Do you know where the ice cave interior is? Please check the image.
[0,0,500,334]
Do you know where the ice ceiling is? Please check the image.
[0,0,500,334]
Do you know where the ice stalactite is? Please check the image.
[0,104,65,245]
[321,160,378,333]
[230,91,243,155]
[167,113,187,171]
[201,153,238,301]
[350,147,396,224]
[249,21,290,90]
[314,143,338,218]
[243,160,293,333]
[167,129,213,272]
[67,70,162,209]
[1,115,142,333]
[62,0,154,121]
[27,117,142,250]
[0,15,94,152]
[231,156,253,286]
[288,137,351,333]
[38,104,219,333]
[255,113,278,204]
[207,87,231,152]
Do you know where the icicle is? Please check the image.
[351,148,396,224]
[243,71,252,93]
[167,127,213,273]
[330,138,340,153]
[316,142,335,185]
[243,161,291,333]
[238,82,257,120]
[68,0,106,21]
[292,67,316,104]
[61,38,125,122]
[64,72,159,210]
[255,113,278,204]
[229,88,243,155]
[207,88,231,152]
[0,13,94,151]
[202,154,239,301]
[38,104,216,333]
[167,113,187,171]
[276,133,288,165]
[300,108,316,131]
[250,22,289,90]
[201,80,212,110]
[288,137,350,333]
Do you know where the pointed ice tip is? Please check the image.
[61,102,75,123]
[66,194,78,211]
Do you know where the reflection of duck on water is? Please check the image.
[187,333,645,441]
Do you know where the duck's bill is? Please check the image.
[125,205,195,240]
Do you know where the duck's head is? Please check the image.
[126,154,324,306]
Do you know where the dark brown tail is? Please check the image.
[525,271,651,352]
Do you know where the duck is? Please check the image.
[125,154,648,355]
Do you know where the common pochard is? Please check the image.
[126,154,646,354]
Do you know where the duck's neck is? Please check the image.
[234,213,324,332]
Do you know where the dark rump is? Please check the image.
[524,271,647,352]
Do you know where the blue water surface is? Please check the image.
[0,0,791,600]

──────

**STATED PROBLEM:** Rewrite the stretch from the line containing "Do you know where the pointed" through the last line, keeping every line and shifting each coordinate in the answers by -50.

**CORRECT RESPONSE:**
Do you know where the pointed ice tip is? Please check the image.
[11,52,25,73]
[16,144,28,161]
Do you know where the reflection of duck on water is? Please check the image.
[137,283,595,391]
Do you know where the duck's bill is? Please check the image.
[75,155,145,190]
Do you know where the duck's head is? Please check the image.
[76,104,274,256]
Do you know where the dark brown tail is? Please check the image.
[475,221,601,302]
Do you know where the duck is? Please check the image.
[75,104,598,305]
Do you know where the common pochard is? Please check the image.
[76,104,596,304]
Do you know where the duck's neck is? Please check the image.
[184,163,274,282]
Do you know where the dark rump is? Please check the image.
[474,221,597,302]
Do you know where the blue water surface is? Please check the image.
[-50,-50,741,550]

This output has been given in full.